» **REQUEST 1**
In the blog post about dyeing yarn, what did the writer soak the yarn in before applying the dye?
──────── DOCUMENT SECTION ────────
I dyed two skeins in multiple colors, and divided one skein into four, then dyed each section a different solid. I’m going to keep showing pictures because I am so in love with them.

 

And of course, in honor of the upcoming holiday:

 

I’ve already started knitting with the solids.

 

I don’t know what this will be because I’m not sure how long it’s going to get before I run out, but right now I’m just enjoying knitting with my own dyed yarn. Sorry, this just doesn’t get old.

To everyone out there who’s even remotely interested in dyeing—and think carefully about this, you might not think you are, but I could probably change your mind—I very highly recommend buying Gail’s fantastic book, Hand Dyeing Yarn and Fleece.

 HandDyeingyarn-Lg.jpg

 She really breaks down the dyeing process, and includes procedures for the most basic techniques, as well as more complicated ones. To dye my yarn, I let it soak in a bath of vinegar before applying the dye by hand , then microwaved the yarn to heat set it, rinsed out the excess dye, and voila!

So, if you never hear from me again, it’s because I’ve given up my life in the real world and moved to a little bungalow on the beach where I dye yarn all day long. But for now, I have been continuing to function like a normal human being, and that means some cooking has been going down.
──────── RAW DATA ────────
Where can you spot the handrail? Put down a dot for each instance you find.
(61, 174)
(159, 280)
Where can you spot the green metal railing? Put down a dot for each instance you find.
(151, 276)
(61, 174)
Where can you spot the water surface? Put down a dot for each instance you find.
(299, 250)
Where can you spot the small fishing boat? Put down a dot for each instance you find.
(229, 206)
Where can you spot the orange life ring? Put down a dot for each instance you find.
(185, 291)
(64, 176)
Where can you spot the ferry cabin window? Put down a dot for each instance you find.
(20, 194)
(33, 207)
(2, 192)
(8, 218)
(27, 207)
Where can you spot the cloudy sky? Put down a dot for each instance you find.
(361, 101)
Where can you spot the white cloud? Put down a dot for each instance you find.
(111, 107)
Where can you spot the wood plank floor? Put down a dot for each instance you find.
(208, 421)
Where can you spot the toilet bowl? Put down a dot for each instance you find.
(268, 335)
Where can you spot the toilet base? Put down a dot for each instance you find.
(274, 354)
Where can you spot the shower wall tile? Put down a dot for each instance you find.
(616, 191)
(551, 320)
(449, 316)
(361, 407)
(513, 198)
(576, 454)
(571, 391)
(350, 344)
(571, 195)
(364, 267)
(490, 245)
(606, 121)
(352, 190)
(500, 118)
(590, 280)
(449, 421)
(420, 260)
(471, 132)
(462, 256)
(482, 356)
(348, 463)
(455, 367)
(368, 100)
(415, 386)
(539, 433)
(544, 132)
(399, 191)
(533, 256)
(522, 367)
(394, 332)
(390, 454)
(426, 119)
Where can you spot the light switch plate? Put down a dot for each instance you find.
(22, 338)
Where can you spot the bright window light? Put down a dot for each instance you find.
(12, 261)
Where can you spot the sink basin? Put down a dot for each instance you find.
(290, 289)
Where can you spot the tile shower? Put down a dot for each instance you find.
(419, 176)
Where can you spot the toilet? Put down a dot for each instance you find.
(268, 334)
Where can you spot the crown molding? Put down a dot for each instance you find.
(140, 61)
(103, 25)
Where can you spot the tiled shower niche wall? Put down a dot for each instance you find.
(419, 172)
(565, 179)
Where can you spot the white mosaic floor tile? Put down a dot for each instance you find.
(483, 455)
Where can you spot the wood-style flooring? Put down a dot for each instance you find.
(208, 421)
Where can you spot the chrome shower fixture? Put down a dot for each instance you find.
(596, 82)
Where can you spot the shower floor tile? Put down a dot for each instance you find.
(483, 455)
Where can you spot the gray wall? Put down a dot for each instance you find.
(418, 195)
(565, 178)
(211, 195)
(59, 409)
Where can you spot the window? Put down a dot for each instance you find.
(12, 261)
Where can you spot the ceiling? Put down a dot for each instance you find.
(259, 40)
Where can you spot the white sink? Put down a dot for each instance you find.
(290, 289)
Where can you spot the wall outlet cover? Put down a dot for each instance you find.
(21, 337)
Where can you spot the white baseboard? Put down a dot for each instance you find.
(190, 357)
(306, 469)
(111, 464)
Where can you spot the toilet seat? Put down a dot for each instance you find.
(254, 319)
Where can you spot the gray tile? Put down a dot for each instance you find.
────────
» **REQUEST 2**
How many lines of the records contain the word "gray"? Reply with the number alone.

» **EXPECTED OUTPUT 1**
A bath of vinegar.

» **EXPECTED OUTPUT 2**
2